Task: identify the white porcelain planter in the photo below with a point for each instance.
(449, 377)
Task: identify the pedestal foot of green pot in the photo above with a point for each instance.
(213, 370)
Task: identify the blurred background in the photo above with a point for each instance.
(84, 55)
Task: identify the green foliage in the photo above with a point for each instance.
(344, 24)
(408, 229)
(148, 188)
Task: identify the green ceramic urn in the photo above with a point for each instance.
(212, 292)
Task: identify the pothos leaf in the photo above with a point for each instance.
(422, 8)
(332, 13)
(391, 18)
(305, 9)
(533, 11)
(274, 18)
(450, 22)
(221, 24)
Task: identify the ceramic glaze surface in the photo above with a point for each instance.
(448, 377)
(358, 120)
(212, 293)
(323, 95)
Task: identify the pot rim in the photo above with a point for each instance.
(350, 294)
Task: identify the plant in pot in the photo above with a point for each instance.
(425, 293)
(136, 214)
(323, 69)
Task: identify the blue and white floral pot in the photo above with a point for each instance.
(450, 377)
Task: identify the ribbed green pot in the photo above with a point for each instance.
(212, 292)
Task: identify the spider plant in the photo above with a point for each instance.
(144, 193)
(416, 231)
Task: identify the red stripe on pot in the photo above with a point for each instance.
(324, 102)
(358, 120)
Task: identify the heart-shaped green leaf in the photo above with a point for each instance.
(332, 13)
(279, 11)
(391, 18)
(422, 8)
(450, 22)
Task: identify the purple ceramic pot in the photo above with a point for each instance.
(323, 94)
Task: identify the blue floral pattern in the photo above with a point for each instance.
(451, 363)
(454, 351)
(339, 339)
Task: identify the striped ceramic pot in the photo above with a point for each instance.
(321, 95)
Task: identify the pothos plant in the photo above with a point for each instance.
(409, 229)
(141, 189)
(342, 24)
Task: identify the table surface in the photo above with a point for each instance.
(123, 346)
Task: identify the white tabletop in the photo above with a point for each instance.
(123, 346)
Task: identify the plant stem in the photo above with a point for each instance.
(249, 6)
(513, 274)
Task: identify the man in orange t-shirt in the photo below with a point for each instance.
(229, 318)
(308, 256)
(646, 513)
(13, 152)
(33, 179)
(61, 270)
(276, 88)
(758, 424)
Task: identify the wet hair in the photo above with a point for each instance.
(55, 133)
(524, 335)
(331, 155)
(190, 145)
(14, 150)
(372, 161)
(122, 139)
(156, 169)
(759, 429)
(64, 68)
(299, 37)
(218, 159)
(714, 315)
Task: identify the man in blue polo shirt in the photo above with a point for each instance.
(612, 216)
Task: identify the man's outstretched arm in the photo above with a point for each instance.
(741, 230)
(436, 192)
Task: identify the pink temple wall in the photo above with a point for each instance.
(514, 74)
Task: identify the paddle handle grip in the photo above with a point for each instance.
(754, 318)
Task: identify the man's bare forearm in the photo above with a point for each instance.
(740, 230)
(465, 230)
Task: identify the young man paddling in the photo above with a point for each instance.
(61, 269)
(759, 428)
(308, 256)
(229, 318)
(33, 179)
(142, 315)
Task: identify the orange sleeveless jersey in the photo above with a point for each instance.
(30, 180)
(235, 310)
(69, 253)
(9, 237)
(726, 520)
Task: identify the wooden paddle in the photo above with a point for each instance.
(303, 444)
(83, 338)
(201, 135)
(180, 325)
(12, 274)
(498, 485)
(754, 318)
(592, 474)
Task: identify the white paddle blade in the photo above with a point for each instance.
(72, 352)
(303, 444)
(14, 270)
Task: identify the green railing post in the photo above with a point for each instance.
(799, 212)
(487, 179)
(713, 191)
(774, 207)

• • • • •

## Given instruction
Give back exactly the lines running from the line containing "Task: identify the man's bare" through the end of the material above, both included, and nothing beyond them.

## Worked answer
Task: identify the man's bare forearm in the photo above with a point for each instance.
(740, 230)
(465, 230)
Task: identify the young man paddling in the photo above with a point for each instance.
(61, 269)
(759, 428)
(308, 256)
(229, 318)
(33, 179)
(142, 315)
Task: identify the orange sleeveless jersey in the photo above with a point for each instance.
(30, 180)
(235, 310)
(69, 253)
(9, 237)
(726, 520)
Task: identify the wooden paddle in the photo above with a point for each instance.
(303, 444)
(83, 338)
(201, 135)
(180, 325)
(12, 274)
(498, 485)
(754, 318)
(592, 474)
Task: identify the white paddle blade in the photo above with a point for each instance.
(72, 352)
(303, 444)
(14, 270)
Task: identify the green railing post in the photo above with a point for each instance.
(799, 212)
(487, 179)
(713, 191)
(774, 207)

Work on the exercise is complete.